> [Work request] The answer must repeat every record exactly, with no pictures in it.

[Saved entries]
========================================

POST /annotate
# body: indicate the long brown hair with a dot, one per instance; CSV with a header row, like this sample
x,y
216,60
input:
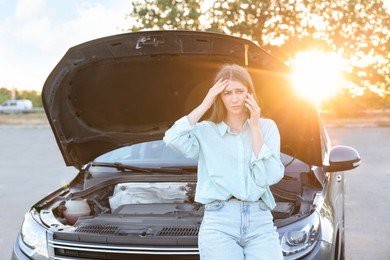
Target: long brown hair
x,y
231,72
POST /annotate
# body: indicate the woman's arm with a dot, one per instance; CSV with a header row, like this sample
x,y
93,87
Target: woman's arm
x,y
257,135
207,102
181,137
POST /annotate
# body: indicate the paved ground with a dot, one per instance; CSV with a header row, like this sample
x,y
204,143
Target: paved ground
x,y
29,155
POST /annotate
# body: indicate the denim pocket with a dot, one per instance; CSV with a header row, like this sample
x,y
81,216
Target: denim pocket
x,y
215,205
262,206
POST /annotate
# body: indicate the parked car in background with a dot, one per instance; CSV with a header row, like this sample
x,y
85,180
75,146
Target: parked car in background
x,y
14,106
109,102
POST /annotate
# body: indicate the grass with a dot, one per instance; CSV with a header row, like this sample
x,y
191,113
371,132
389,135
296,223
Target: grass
x,y
37,118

========================================

> [Exercise result]
POST /annotate
# body: indicate the long brown hair with a dot, one per instance; CSV with a header row, like this sample
x,y
216,60
input:
Target: long brown hair
x,y
231,72
POST /annotate
# body: indicate the woman's arm with a dot, one per instance; CSV with a header row, like this sample
x,y
93,87
Target: woman's arm
x,y
257,135
207,102
181,137
POST /annotate
# body: indicate the paved ground with a dot, one per instance; CSV with a header row, like this sample
x,y
204,143
Target: paved ground
x,y
29,155
POST /annotate
# body: indicate the denim pocket with a dot, one per instance; CSV with a header row, like this sample
x,y
81,216
Target: denim pocket
x,y
215,205
262,206
POST /annotate
# body: indicate the parked car in background with a dot, one per instance; CSV with a header row, like this sample
x,y
85,180
75,146
Target: parked car in background
x,y
14,106
109,102
POST /annotate
# body: indicate the grass with a dot, one per instance; CSV with a header row, like this sample
x,y
191,113
371,132
389,135
296,223
Target: grass
x,y
37,118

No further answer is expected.